Given request: Every entry here needs to be repeated exactly.

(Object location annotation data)

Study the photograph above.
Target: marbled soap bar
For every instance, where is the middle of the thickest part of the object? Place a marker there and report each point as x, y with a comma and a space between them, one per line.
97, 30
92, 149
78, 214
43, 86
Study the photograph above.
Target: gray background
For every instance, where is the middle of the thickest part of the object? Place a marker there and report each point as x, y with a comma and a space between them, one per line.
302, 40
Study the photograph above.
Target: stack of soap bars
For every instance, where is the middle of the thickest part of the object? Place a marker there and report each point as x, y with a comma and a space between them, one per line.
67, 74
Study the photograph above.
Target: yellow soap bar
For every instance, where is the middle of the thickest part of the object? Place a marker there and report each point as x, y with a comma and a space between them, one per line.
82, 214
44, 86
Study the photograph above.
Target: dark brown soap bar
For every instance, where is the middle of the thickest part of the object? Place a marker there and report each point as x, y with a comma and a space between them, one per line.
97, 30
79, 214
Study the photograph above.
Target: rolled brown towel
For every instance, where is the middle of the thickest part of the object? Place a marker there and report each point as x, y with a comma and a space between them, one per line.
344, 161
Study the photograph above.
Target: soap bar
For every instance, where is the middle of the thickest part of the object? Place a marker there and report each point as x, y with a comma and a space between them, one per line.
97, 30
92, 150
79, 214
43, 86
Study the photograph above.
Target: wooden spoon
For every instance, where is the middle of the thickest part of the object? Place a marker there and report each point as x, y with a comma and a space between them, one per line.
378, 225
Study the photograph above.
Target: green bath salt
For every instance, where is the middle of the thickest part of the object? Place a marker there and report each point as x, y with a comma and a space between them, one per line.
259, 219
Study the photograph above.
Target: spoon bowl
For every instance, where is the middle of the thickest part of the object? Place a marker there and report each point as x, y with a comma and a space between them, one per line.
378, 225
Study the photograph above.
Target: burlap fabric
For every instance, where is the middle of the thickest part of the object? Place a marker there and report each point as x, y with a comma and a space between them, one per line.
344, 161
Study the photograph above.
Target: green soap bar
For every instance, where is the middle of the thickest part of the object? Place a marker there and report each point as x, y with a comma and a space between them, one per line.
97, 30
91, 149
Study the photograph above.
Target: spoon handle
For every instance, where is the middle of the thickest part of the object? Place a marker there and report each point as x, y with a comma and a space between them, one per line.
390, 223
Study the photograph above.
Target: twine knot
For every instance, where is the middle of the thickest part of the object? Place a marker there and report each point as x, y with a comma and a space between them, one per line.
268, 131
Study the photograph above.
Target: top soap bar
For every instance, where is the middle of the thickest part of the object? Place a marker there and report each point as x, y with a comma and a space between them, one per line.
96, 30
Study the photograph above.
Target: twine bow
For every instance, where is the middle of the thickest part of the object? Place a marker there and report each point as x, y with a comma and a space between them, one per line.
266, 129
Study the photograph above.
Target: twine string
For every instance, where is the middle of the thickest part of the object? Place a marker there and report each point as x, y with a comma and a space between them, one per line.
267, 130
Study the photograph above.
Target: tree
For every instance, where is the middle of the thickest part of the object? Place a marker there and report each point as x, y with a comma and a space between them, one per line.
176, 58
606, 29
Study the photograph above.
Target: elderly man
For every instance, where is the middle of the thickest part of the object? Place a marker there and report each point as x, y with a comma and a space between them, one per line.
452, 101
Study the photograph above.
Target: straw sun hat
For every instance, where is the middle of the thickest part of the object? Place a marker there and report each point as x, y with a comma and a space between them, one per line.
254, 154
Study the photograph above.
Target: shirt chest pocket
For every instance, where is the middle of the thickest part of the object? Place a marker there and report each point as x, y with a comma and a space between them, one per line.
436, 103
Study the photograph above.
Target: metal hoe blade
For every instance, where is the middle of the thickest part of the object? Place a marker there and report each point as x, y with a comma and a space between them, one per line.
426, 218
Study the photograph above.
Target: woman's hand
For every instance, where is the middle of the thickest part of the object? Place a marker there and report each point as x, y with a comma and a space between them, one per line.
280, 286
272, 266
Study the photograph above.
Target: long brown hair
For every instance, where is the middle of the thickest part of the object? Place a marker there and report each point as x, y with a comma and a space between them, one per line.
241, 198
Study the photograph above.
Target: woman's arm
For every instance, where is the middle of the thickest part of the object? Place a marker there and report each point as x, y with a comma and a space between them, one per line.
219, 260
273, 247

Answer to this exercise:
Study the photograph above.
Target: marbled soap bar
For every instance, where is the middle of the thickest part of the object? Place a marker there and report each point as x, y with a comma and a space between them, one per line.
97, 30
92, 149
78, 214
43, 86
Study the photograph above.
Target: gray background
For every instance, where is the middle of the thickest part of the object? Place a marker there and report each point as x, y with a comma and a space between them, one per line.
302, 40
Study the photograph above.
Target: stack of soap bars
For every instance, where is the middle of the thickest part of the object? Place a marker there and report each point as x, y with a comma and a space between them, one per line.
67, 74
Study the photograph above.
Target: yellow soap bar
For every instance, where is the middle of the thickest part of the object? Place a marker there and report each point as x, y with a comma and a space between them, one per line.
82, 214
44, 86
Study the photograph above.
Target: dark brown soap bar
For every instance, where is the middle of the thickest part of the object? Place a marker there and report each point as x, y with a comma and a space between them, one per line.
97, 30
79, 214
Study the photograph above.
Target: rolled brown towel
For every instance, where is the middle of the thickest part of the object? Place a marker there and report each point as x, y with a comma and a space between them, one per line.
344, 161
Study the photograph above.
Target: soap bar
For every instance, where is the middle of the thickest part of the object? Place a marker there and report each point as x, y with a comma and a space between them, one per line.
97, 30
92, 150
79, 214
43, 86
Study the photograph above.
Target: wooden spoon
For every instance, where is the middle of the thickest part of the object? Place a marker there and report each point as x, y with a comma and a space between them, one per line.
378, 225
Study the photograph above.
Target: green bath salt
For every instance, where is the middle of the thickest part of the object? Place a marker there and report each point as x, y with a comma and a space between them, one per line.
259, 219
Study the photograph above.
Target: spoon bowl
For every instance, where is the middle of the thickest part of the object? Place a marker there and report each point as x, y with a comma and a space between them, one per line.
378, 225
Study the photograph above.
Target: burlap fabric
For every instance, where is the middle of the thickest part of the object? Place a marker there and report each point as x, y with a comma and a space between them, one per line.
344, 161
Study the photograph above.
Target: green soap bar
For every instance, where is the middle of the thickest part of the object? Place a marker there and report each point as x, y with a comma and a space between them, one per line.
97, 30
91, 149
Study the photograph above.
Target: spoon handle
For every instance, where is the middle of the thickest part of the object? Place a marker there and report each point as x, y with a comma and a space between them, one per line.
390, 223
Study the photograph above.
Target: twine knot
For every instance, where is the middle of the thickest part of the object? Place a marker there and report each point as x, y with a comma and a space between them, one per line.
268, 131
Study the photograph above.
Target: top soap bar
For every instance, where is the middle of the thickest part of the object? Place a marker there and report each point as x, y with a comma and a space between them, one per line.
96, 30
Study the photograph above.
Target: twine bow
For every instance, where is the middle of the thickest part of the object? Place a marker there and report each point as x, y with a comma and a space between them, one per line.
266, 129
Study the photograph above.
Target: twine string
For every instance, where is the middle of the thickest part of the object? Place a marker there and report each point as x, y with a comma and a space between them, one per line.
267, 130
Study the photograph above.
Target: tree
For every instance, where is the middle of the thickest part of the object? Place a marker there and report each point as x, y with a comma and a space between them, one per line.
176, 58
606, 29
Study the photograph above.
Target: elderly man
For every instance, where is the middle of the thickest part of the object? Place a marker there and report each point as x, y with a comma and a space between them, one per line.
452, 101
Study the photograph above.
Target: straw sun hat
For every instance, where is the middle of the thickest part of the object? Place a marker there and report each point as x, y with a comma and a space between them, one per line.
254, 154
Study the photograph above.
Target: shirt chest pocket
For every instance, where is the middle of the thickest part of the object? Place a marker there and report each point as x, y with a comma and a space between them, one per line.
436, 103
Study the photograph above.
Target: metal hoe blade
For every instance, where is the middle of the thickest part of the object? Place a marker there and report each point as x, y with a comma and a space between them, one per line.
426, 218
Study the photograph above.
Target: woman's hand
For every instance, where is the middle of the thickest part of the object? Place a marker there and report each point as x, y with a comma and a space between them, one per line.
280, 286
272, 266
Study the photograph above.
Target: long brown hair
For every instance, where is the middle of the thickest part of the object? Place a marker there and report each point as x, y with a comma and a space between them, one per line.
241, 198
Study the photograph above.
Target: woman's arm
For every instance, where is the middle of the thickest part of the object? Place a marker there and report each point as x, y with a comma and a space between them, one per line.
219, 260
273, 247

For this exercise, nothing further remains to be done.